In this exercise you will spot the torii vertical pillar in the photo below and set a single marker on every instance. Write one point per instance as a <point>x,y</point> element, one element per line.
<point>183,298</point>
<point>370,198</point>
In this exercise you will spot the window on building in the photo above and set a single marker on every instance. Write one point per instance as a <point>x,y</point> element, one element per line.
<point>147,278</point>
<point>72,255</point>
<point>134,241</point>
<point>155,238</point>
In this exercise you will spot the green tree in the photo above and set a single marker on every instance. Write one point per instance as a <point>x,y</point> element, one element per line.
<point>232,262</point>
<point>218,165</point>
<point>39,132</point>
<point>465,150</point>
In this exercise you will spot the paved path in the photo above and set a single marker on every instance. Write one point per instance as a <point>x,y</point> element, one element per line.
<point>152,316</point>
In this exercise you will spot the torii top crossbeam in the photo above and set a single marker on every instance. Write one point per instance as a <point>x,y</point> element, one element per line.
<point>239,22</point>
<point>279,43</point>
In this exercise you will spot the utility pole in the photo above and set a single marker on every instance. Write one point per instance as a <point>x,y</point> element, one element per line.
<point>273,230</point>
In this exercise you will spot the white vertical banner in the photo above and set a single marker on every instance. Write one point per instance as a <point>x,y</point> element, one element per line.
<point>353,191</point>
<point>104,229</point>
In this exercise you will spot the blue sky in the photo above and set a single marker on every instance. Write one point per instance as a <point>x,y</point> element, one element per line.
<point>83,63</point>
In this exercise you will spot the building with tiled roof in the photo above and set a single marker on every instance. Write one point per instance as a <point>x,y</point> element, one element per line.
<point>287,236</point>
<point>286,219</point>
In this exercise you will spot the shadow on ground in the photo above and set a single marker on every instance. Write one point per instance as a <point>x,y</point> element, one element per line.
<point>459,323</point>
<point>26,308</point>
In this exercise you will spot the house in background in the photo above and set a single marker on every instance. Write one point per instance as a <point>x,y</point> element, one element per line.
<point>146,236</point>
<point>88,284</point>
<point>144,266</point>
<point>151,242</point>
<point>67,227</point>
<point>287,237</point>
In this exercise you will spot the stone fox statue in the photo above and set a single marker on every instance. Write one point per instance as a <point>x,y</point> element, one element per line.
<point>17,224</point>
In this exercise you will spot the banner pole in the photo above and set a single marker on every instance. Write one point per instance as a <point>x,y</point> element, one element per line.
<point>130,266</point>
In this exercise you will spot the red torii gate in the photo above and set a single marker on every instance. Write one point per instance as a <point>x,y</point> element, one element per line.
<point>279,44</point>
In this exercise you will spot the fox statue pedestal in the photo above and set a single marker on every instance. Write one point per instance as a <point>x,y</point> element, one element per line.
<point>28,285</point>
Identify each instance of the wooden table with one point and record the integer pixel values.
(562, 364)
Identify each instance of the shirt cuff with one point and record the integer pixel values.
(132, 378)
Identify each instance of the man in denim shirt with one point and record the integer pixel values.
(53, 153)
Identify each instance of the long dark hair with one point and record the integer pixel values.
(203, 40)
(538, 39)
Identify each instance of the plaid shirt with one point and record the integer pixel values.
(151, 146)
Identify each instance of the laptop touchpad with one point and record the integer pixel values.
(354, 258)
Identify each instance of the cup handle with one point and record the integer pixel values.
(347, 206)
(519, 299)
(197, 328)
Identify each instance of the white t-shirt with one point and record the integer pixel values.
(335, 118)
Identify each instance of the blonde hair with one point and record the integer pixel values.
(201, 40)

### Exercise aim
Repeat the whole listing exactly. Leave nothing out.

### Answer space
In this exercise you will spot the torii vertical pillar in the photo below and set a single marker on every instance. Write one point per instance as a <point>x,y</point> element, one element per line.
<point>183,298</point>
<point>370,198</point>
In this exercise you will spot the window on building in the photo above and set a single marker on every instance. Write one point per instance as a <point>x,y</point> element, one element per line.
<point>147,278</point>
<point>72,255</point>
<point>134,241</point>
<point>155,238</point>
In this exercise you will spot the green tree in the photo above and set a single marker on every instance. Write one point per instance as a <point>x,y</point> element, one element per line.
<point>232,262</point>
<point>218,165</point>
<point>39,132</point>
<point>465,150</point>
In this exercise you will spot the paved path in the photo above and set a single marker on every instance. Write one point per instance as a <point>x,y</point> element, one element per line.
<point>152,316</point>
In this exercise you will spot the torii top crossbeam in the photo above and set a single marker on every instance. Write one point per instance as a <point>x,y</point> element, one element per line.
<point>239,22</point>
<point>279,43</point>
In this exercise you will spot the utility pole in the photo above and set a single marker on every instance. Write one point per instance as a <point>x,y</point> element, one element per line.
<point>273,230</point>
In this exercise you will spot the white vertical banner in the photo above and set a single marker on every instance. Write one point per instance as a <point>x,y</point> element, one element per line.
<point>353,191</point>
<point>104,229</point>
In this exercise you will spot the blue sky in the photo above and set a single marker on every instance. Write one point per instance as a <point>x,y</point> element, one element per line.
<point>83,63</point>
In this exercise you will spot the building with tiled roof in the photo above and set a single marker on every instance. Write one point per instance as a <point>x,y</point> element, one element per line.
<point>287,236</point>
<point>286,219</point>
In this exercise you will spot the shadow on ground in the photo above and set a single marker on every instance. Write one point per instance as a <point>x,y</point> element, one element per line.
<point>459,323</point>
<point>26,308</point>
In this exercise you will spot the house in background in the photo above and set a single marker on every instance. Write one point per instance as a <point>x,y</point> element, one element per line.
<point>146,236</point>
<point>88,284</point>
<point>144,266</point>
<point>151,242</point>
<point>67,227</point>
<point>287,237</point>
In this exercise you will spot the stone fox statue in the photo above and set a single marker on every instance. Write one point per instance as a <point>x,y</point> element, one element per line.
<point>17,224</point>
In this exercise you will spot the banner pole in the photo above and set a single marker on every instance. Write one point per instance as a <point>x,y</point> element, one element per line.
<point>130,266</point>
In this exercise you will spot the red torii gate in the photo above and set a single marker on every instance. Write one point per instance as a <point>x,y</point> element, one element per line.
<point>279,44</point>
In this exercise you will spot the fox statue pedestal in the photo above and set a single marker on every instance. Write one point per instance as a <point>x,y</point> element, one element per line.
<point>28,285</point>
Identify each instance of the wooden table with one point and record the integer pixel values.
(562, 364)
Identify each instance of the shirt cuff with one point and record the integer pixel values.
(132, 378)
Identify each instance of the man in denim shirt with one point and record the integer pixel values.
(53, 153)
Identify each instance of the long dark hair with one point and record the integer pixel values.
(203, 40)
(538, 39)
Identify each instance of the plaid shirt with one point and record the integer pixel values.
(151, 146)
Identify each instance of the laptop touchpad with one point and record the integer pixel values.
(354, 258)
Identify each instance of the cup handle with one point and record the integer pixel values.
(347, 206)
(519, 299)
(197, 328)
Identify each instance of the white t-shirt with one point and record the integer pixel values.
(335, 118)
Identify each instance of the blonde hair with one point and record the integer pixel values.
(201, 40)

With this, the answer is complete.